>>>

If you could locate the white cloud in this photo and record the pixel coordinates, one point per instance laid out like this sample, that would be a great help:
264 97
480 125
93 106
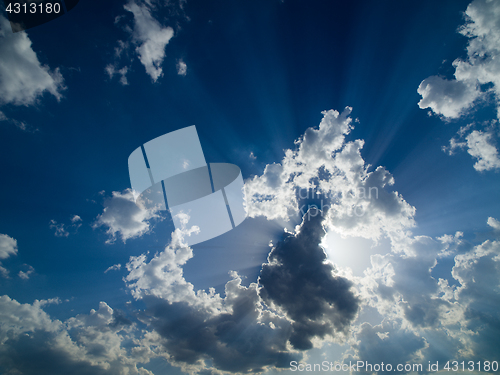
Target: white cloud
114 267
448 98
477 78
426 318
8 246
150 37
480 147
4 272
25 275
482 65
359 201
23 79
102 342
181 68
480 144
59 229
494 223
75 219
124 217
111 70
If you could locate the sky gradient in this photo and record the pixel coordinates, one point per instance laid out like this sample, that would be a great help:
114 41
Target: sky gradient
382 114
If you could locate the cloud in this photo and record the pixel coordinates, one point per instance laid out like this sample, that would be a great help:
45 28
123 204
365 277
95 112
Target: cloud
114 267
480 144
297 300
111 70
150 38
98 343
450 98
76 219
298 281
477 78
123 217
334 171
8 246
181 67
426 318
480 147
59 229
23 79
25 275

<<<
>>>

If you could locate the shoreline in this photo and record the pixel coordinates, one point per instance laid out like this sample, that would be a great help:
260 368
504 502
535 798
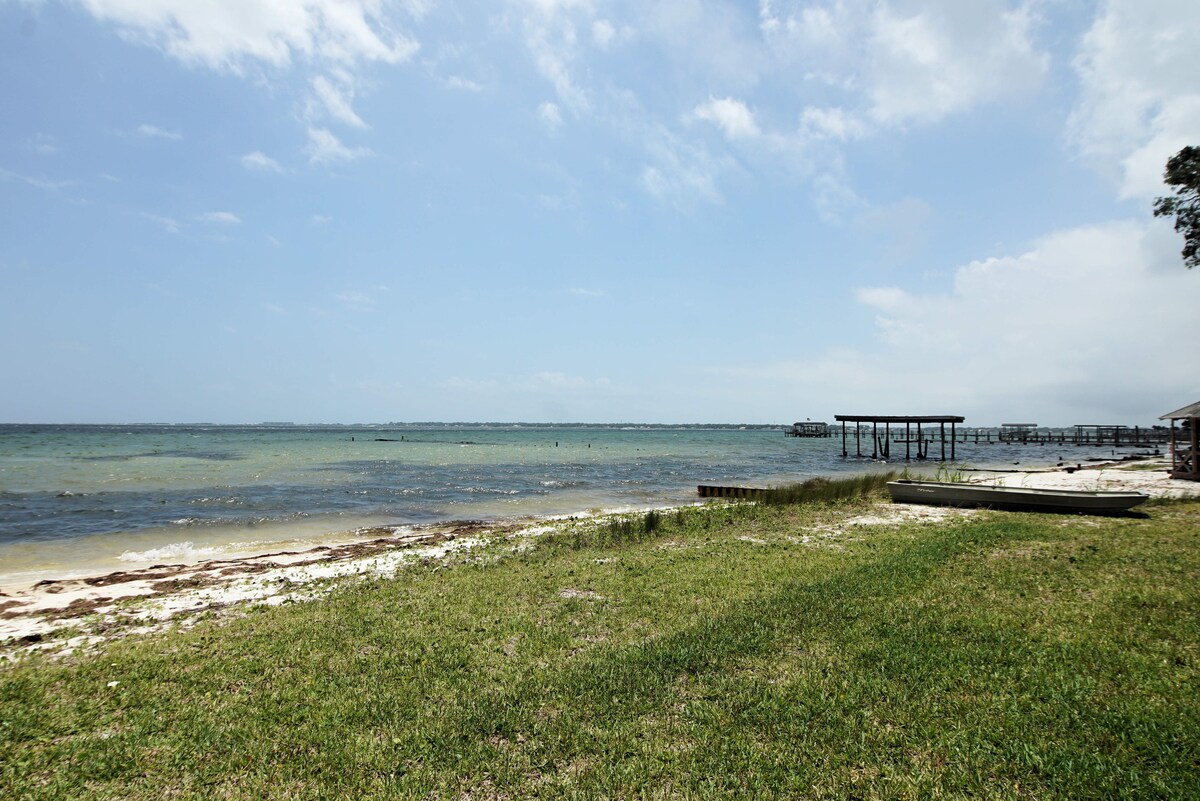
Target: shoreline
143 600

<<<

* **Your task**
Search the listing above for "record" and copy every line that has it.

* **Expected output**
If you could locate the white cloud in this photo and record the pixel coordinates, one point per instance laid out like this sample, that would be a great help:
If you could locate the sky gradient in this photo and record the pixel coordinates, one point per instance laid out like this sample, that would be a great help:
If you could locate the cloud in this photo and record the pixel coordinates, one point per instance laid out like this sample, that would be a great help:
If you could locate the shoreline in this photo and record the pixel coordinates, one point per instance laid out like this sample, that would be a great help:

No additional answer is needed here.